§ **Instructions for the task**
Rewrite the rows below as a JSON list of strings, one string per line, from the line with "# point at: the village" up to and including the last line of the rows. Leave out blank lines.
______________________________
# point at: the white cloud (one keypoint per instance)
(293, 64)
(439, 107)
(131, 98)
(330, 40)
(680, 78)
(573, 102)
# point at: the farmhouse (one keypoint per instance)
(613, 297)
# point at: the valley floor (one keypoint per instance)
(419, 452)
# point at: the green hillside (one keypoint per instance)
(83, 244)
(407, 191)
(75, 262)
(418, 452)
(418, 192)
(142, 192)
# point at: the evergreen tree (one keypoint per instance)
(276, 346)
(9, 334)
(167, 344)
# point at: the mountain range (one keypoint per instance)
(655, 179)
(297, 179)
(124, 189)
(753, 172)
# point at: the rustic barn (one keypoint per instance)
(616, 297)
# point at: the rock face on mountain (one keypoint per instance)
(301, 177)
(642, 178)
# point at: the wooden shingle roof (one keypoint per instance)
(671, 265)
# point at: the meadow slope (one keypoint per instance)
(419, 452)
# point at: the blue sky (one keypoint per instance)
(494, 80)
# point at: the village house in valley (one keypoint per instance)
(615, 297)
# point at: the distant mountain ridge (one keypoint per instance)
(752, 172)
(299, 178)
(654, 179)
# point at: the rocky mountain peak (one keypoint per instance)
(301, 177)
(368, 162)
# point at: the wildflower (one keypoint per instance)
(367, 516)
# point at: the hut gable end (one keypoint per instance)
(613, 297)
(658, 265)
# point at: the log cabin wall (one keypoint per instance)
______________________________
§ **Full answer**
[
  "# point at: the village house in valley (one keypoint per instance)",
  "(615, 297)",
  "# point at: the distant mountain ridge (one keypoint per instance)",
  "(752, 172)",
  "(299, 178)",
  "(654, 179)",
  "# point at: the rocky mountain peak (one keypoint per instance)",
  "(301, 177)",
  "(368, 162)",
  "# point at: the wildflower (one keypoint per instance)",
  "(367, 516)",
  "# point at: the hut gable end (one keypoint per instance)",
  "(613, 297)",
  "(658, 265)",
  "# point at: the log cabin wall (one keypoint per instance)"
]